▶ Required tasks:
a: From the abstract on iron deficiency without anemia, list the patient subgroups reported to be at increased risk of GI malignancy.
b: Continue the abstract on iron deficiency without anemia from where it stops.
### Text under study ###
BACKGROUND: Iron deficiency anaemia is associated with gastrointestinal (GI) malignancy and is an indication for GI investigations. However, the relevance of iron deficiency without anaemia (IDWA) and the underlying risks of GI malignancy are uncertain. Therefore, the aim of this study was to estimate the prevalence of GI malignancy in patients with IDWA overall and in clinically relevant subgroups.
METHODS: We searched MEDLINE and EMBASE for studies that reported on the prevalence or risk of GI malignancy in patients with confirmed IDWA. We performed a random effects meta-analysis of proportions and assessed statistical heterogeneity using the I2 statistic.
RESULTS: A total of 1923 citations were screened and 5 studies (4 retrospective cohorts, 1 prospective cohort) comprising 3329 participants with IDWA were included in the meta-analysis. Overall pooled random-effects estimates for prevalence of GI malignancy in those with IDWA were low (0.38%, 95% CI 0.00%-1.84%, I2 = 87.7%). Older patients (2.58%, 95% CI 0.00%-8.77%); non-screening populations (2.45%, 95% CI 0.16%-6.39%) and men and post-menopausal women (0.90%, 95% CI 0.11%-3.23%) with IDWA were at increased risk of GI malignancy compared to younger patients (0.00%, 95% CI 0.00%-0.21%); screened populations (0.24%, 95% CI 0.00%-1.10%) and pre-menopausal women (0.00%, 95% CI 0.00%-1.05%).
### Information supplied ###
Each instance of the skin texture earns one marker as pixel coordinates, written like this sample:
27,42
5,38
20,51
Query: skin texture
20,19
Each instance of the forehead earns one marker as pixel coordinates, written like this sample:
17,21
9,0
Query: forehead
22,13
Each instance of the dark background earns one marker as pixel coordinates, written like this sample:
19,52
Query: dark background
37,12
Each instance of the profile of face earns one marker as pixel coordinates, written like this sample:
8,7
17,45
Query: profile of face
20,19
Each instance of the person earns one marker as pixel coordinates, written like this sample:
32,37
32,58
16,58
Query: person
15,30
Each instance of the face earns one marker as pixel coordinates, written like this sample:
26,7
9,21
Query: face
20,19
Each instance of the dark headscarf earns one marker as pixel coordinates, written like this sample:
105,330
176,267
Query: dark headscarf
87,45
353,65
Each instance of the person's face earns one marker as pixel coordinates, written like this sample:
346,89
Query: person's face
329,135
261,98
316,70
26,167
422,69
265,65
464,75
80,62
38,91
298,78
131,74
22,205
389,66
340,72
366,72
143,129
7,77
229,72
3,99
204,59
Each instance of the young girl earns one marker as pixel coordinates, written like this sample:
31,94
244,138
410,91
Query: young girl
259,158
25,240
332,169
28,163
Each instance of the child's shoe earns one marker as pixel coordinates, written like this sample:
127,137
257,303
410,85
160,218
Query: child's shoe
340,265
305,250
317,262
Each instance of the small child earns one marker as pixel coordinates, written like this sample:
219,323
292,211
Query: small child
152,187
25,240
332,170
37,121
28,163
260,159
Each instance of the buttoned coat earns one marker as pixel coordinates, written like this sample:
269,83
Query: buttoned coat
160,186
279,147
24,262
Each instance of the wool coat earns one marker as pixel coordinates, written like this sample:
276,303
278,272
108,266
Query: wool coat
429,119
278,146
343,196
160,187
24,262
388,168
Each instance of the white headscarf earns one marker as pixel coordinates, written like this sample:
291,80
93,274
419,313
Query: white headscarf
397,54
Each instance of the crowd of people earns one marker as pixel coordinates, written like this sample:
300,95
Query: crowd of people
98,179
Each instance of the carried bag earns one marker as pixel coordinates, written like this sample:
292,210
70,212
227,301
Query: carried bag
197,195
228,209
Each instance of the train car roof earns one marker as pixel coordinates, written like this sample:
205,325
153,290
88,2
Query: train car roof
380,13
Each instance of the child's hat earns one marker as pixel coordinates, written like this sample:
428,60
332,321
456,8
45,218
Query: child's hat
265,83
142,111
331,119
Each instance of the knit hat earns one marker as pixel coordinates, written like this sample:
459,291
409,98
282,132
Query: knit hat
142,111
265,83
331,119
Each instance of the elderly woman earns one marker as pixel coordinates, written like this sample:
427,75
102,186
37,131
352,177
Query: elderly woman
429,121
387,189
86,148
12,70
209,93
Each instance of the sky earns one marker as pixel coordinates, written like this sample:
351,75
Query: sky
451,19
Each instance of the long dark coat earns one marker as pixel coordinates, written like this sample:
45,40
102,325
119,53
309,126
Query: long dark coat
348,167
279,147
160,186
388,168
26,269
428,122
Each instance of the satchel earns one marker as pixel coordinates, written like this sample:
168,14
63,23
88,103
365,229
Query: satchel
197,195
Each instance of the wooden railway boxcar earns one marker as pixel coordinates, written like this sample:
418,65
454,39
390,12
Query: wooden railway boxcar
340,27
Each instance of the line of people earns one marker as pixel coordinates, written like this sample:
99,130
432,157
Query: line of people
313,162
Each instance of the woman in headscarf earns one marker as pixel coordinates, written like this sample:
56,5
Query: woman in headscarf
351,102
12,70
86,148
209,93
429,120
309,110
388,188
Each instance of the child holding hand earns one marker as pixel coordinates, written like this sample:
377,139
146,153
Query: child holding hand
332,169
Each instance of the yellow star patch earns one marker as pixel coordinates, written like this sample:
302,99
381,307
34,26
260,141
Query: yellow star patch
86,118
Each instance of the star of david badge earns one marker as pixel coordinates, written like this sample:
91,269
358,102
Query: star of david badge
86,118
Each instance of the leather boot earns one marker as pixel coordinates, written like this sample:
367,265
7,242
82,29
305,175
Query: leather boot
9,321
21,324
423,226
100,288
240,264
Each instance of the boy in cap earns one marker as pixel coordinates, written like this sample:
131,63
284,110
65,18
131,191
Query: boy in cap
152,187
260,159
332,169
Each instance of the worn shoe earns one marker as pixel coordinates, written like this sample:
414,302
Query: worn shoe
###
▶ Per-task answers:
a: Older patients; non-screening populations; men and post-menopausal women

b:
CONCLUSION: Overall, IDWA is associated with a low risk of GI malignancy. Older patients and non-screening populations are at elevated risk and require GI investigations. Those not in these subgroups have a lower risk of GI malignancy and may wish to be monitored following discussion of the risk and potential benefits of GI investigations.